> **Activity**
Select, from the data, each line where "shadow" occurs.

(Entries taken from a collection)
○ ○ ○
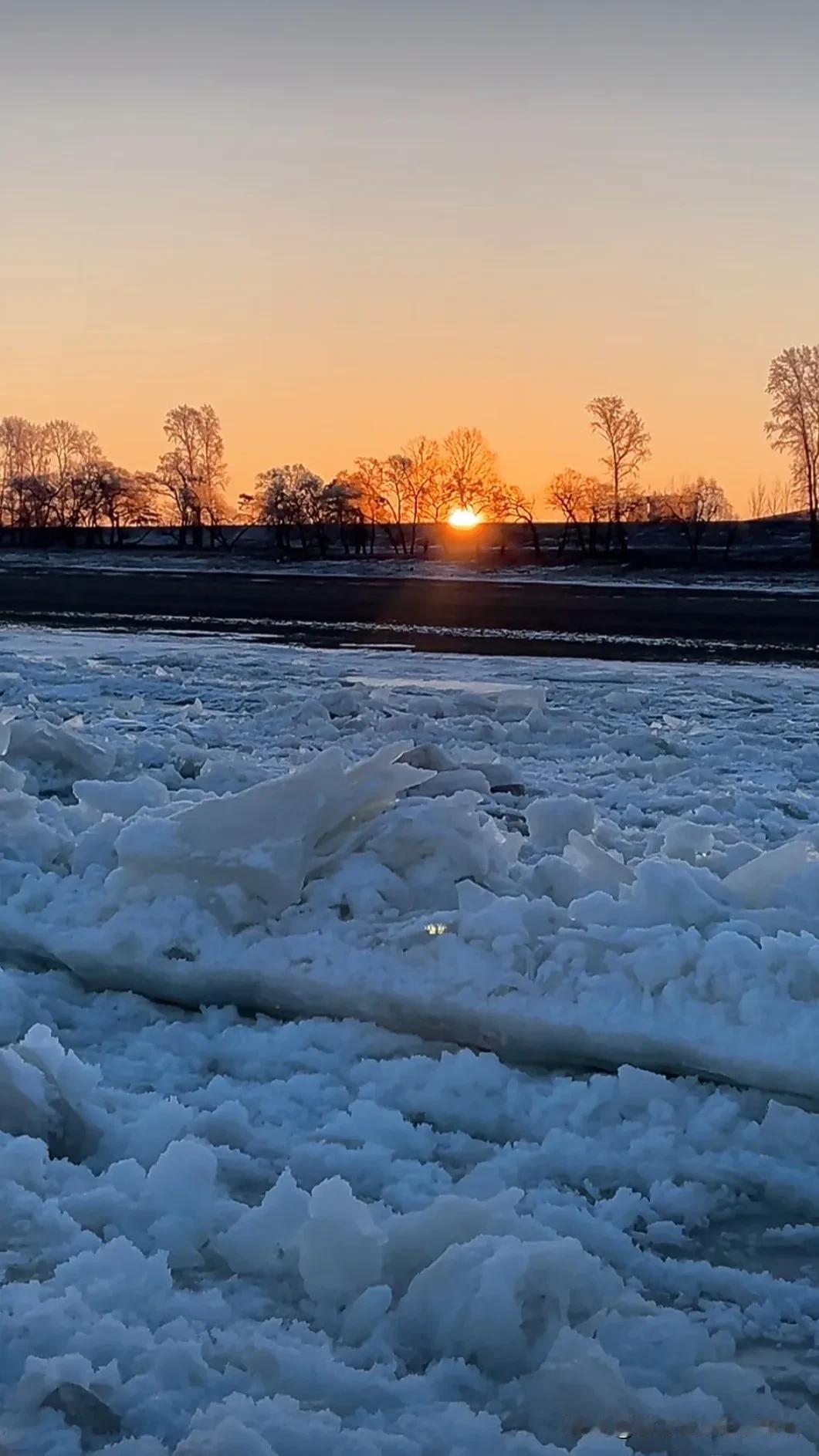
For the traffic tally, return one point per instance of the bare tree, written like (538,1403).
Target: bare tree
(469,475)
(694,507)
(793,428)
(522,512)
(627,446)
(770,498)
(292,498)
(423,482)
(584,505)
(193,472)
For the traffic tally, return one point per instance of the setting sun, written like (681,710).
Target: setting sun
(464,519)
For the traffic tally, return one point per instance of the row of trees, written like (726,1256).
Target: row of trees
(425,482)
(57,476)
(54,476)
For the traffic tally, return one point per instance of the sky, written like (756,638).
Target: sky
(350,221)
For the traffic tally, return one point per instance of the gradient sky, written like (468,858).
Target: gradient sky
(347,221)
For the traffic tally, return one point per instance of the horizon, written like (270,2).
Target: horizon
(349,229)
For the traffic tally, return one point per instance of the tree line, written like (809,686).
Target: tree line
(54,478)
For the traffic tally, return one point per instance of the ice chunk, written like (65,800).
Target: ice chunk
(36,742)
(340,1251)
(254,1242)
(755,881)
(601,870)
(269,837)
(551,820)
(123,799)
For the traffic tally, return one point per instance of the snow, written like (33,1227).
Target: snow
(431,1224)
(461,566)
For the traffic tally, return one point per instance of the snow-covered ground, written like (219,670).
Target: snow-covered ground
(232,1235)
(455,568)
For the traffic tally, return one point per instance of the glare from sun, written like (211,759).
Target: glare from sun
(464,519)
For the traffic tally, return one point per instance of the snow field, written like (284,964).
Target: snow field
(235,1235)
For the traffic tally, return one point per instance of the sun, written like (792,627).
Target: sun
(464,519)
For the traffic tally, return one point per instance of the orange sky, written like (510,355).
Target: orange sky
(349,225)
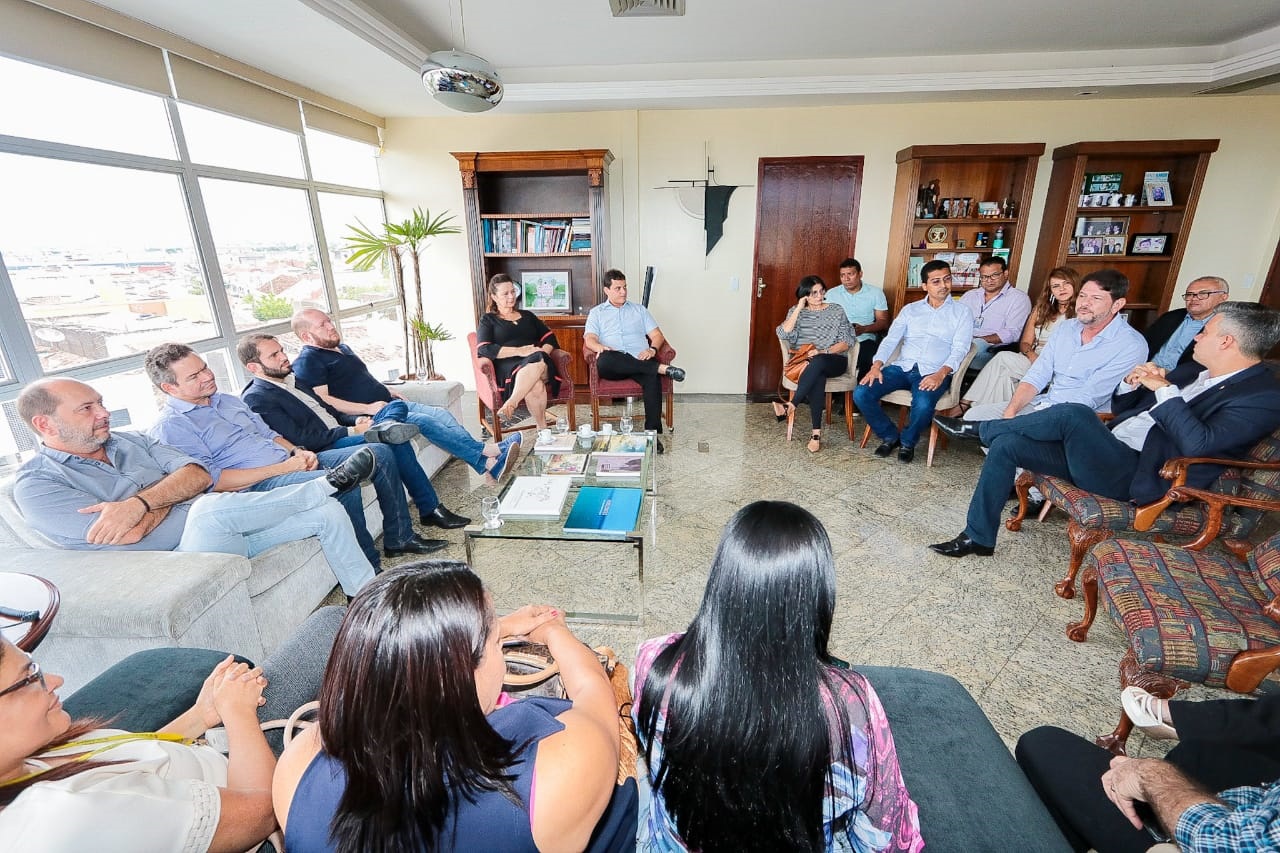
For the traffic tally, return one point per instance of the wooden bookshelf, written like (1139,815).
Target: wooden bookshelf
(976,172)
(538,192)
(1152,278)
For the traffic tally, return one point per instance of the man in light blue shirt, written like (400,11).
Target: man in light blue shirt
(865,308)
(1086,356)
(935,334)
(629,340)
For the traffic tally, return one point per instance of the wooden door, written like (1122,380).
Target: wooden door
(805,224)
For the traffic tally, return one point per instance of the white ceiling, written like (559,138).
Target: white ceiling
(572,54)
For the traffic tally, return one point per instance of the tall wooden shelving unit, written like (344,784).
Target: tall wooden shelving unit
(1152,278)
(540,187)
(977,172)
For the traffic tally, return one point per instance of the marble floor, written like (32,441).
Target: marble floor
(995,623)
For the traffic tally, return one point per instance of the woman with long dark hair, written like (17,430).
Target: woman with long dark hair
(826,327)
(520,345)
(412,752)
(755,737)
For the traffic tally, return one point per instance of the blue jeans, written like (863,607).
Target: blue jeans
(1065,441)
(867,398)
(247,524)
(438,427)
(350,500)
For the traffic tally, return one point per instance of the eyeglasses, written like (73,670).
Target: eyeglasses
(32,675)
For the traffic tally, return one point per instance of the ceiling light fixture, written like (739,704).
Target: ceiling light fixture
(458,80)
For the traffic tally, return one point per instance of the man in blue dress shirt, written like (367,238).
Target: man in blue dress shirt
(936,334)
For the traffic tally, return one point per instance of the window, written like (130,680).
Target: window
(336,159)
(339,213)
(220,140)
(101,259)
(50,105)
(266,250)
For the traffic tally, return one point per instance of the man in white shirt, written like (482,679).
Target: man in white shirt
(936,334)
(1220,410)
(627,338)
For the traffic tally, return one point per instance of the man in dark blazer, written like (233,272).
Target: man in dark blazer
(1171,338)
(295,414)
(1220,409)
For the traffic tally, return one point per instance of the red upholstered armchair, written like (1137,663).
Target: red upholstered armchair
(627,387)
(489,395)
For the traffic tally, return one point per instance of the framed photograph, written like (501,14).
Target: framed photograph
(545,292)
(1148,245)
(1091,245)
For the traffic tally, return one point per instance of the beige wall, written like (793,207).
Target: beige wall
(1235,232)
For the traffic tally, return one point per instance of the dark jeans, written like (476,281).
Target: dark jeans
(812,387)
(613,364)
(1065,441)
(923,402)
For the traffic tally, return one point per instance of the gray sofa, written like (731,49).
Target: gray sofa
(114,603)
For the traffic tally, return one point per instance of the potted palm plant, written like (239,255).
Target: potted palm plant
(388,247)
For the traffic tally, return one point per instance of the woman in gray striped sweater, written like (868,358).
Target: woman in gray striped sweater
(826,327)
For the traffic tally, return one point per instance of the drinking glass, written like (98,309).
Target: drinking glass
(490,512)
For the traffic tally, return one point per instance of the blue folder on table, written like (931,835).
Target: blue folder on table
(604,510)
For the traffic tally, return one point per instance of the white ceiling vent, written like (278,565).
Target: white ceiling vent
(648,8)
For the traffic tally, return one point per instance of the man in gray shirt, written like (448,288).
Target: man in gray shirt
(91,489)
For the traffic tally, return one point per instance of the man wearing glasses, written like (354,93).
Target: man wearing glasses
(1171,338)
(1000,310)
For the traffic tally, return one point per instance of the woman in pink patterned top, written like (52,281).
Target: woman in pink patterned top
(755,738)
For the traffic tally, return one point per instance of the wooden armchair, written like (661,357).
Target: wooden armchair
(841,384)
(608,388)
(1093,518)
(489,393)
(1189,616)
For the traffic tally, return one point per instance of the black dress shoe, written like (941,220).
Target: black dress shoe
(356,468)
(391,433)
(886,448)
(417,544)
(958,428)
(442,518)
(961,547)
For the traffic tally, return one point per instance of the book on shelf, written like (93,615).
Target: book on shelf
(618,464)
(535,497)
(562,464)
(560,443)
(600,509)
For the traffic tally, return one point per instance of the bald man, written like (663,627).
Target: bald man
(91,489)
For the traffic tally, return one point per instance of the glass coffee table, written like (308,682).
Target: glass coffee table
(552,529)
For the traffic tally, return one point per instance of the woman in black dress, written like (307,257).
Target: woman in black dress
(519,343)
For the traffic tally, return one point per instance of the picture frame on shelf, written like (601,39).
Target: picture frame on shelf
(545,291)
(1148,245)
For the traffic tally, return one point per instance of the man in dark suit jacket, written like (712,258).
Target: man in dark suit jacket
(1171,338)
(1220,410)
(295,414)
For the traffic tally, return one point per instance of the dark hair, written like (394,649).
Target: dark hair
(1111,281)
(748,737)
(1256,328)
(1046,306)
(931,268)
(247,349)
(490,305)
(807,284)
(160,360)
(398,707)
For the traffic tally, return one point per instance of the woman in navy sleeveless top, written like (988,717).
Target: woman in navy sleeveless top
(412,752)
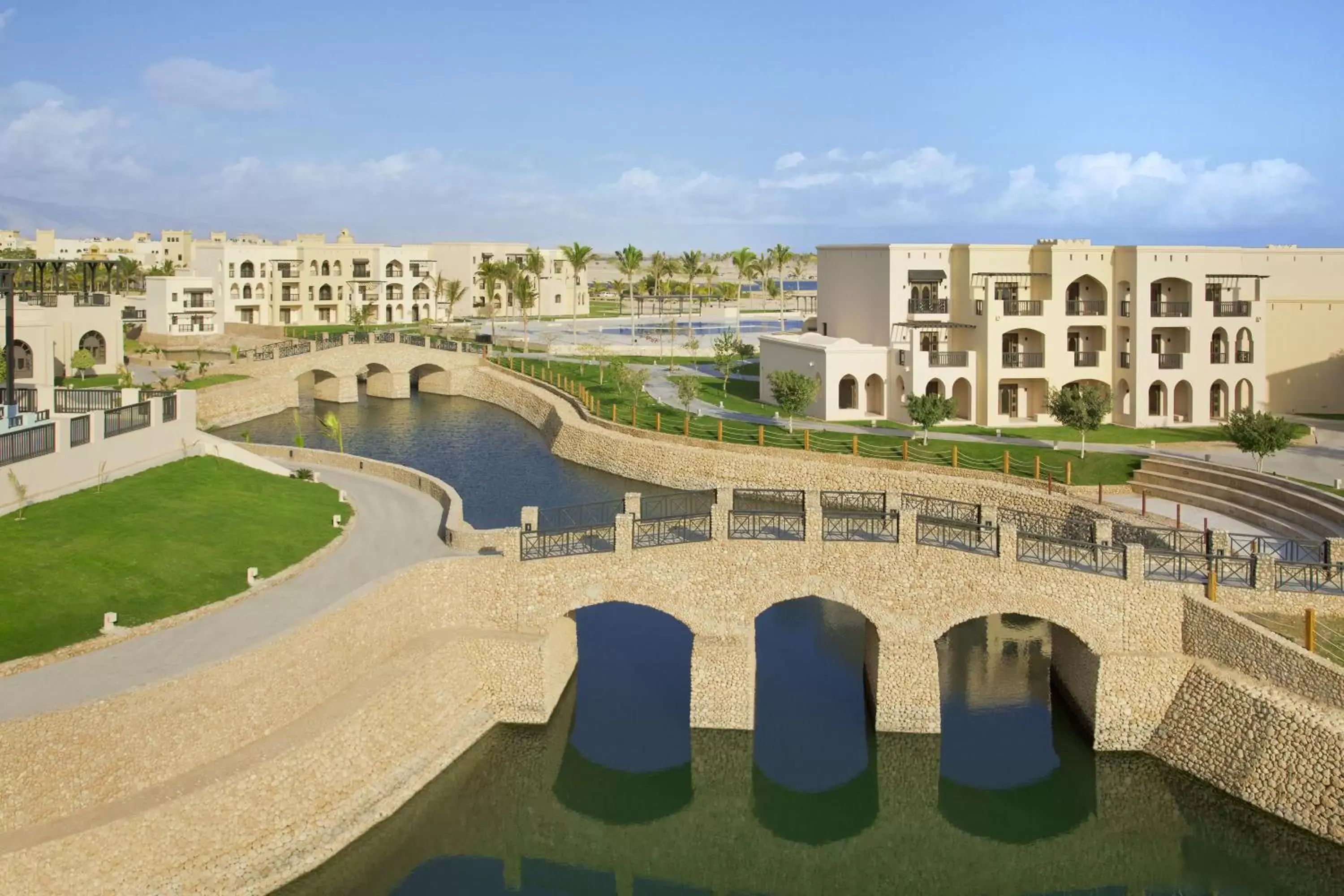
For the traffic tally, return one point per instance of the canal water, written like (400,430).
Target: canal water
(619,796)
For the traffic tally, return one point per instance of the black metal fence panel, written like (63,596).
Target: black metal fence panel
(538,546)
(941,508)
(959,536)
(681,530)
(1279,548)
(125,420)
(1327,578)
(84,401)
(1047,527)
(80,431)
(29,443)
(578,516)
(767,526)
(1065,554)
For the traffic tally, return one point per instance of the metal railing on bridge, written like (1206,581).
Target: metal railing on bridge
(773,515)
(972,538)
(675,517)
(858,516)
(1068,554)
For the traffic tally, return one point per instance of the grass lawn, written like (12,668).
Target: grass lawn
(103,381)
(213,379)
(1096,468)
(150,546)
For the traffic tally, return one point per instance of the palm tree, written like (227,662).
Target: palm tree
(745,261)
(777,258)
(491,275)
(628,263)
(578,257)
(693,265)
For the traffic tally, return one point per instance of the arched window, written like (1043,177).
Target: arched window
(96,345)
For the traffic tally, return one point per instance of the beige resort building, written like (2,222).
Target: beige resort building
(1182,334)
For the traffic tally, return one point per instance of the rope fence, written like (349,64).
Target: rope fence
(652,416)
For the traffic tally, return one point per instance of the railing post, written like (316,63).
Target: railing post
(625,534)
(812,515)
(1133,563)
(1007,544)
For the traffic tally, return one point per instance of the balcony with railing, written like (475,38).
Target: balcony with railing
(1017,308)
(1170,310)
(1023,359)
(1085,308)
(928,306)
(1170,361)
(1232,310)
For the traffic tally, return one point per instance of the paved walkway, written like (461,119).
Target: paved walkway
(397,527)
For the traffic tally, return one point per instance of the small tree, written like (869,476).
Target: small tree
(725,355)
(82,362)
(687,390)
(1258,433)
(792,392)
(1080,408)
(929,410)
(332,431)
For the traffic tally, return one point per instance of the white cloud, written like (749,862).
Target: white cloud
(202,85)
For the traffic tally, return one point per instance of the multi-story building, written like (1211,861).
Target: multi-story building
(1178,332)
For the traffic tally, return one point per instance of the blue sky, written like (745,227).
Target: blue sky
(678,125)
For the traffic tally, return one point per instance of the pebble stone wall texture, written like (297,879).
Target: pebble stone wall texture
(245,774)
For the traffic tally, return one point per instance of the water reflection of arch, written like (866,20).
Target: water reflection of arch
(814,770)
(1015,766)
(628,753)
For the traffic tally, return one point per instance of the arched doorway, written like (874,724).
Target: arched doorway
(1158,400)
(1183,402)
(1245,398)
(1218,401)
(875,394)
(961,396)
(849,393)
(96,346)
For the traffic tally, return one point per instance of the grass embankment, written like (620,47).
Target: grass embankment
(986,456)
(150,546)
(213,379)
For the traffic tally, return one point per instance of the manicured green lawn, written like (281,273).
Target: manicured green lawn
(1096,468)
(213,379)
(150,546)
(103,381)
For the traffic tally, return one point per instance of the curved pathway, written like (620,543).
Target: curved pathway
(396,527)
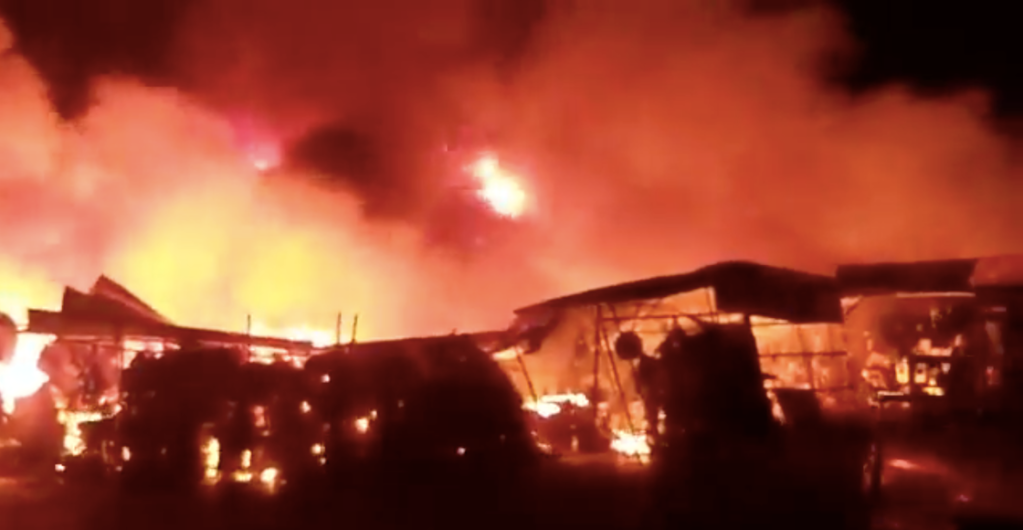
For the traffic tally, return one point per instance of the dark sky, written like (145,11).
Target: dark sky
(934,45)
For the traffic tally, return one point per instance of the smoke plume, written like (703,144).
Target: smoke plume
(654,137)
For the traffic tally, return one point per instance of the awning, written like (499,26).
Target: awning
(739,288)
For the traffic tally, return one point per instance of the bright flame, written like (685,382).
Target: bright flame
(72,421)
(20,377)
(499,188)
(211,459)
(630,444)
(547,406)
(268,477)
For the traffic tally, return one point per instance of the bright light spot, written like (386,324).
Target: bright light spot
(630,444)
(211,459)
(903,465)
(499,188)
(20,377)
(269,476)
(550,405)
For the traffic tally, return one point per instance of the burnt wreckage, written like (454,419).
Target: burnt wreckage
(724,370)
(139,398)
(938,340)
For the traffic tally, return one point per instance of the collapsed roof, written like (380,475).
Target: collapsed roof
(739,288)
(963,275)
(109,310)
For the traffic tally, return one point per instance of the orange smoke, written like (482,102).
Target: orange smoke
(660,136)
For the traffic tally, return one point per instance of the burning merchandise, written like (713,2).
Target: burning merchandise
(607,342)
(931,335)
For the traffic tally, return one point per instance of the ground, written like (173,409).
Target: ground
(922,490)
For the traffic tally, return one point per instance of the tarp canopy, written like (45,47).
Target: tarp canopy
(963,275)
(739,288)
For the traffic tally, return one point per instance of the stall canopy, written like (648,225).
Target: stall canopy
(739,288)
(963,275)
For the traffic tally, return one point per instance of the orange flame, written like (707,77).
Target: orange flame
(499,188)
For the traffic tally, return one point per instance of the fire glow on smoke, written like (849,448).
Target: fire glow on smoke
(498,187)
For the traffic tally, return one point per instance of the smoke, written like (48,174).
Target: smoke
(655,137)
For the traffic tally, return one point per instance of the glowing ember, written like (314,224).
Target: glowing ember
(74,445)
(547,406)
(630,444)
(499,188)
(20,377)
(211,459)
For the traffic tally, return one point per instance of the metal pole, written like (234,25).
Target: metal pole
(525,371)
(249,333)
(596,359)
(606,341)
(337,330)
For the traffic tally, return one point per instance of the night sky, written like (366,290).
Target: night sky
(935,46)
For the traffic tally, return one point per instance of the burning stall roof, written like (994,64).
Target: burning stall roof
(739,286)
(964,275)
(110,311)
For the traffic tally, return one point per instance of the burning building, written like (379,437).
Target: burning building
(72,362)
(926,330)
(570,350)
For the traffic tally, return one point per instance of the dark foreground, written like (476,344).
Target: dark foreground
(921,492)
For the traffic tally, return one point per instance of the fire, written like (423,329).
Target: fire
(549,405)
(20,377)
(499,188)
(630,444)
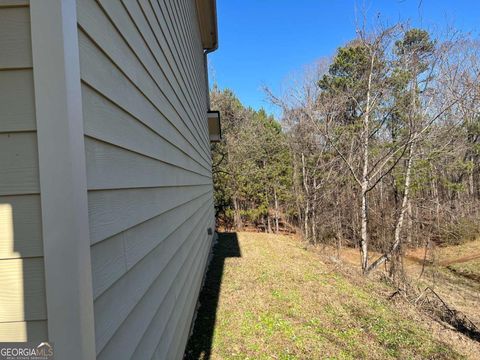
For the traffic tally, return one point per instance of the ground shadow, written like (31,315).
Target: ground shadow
○ ○ ○
> **Task output**
For the traffic tally, return one point per instance of the ground shadow, written like (31,315).
Target: ground shadow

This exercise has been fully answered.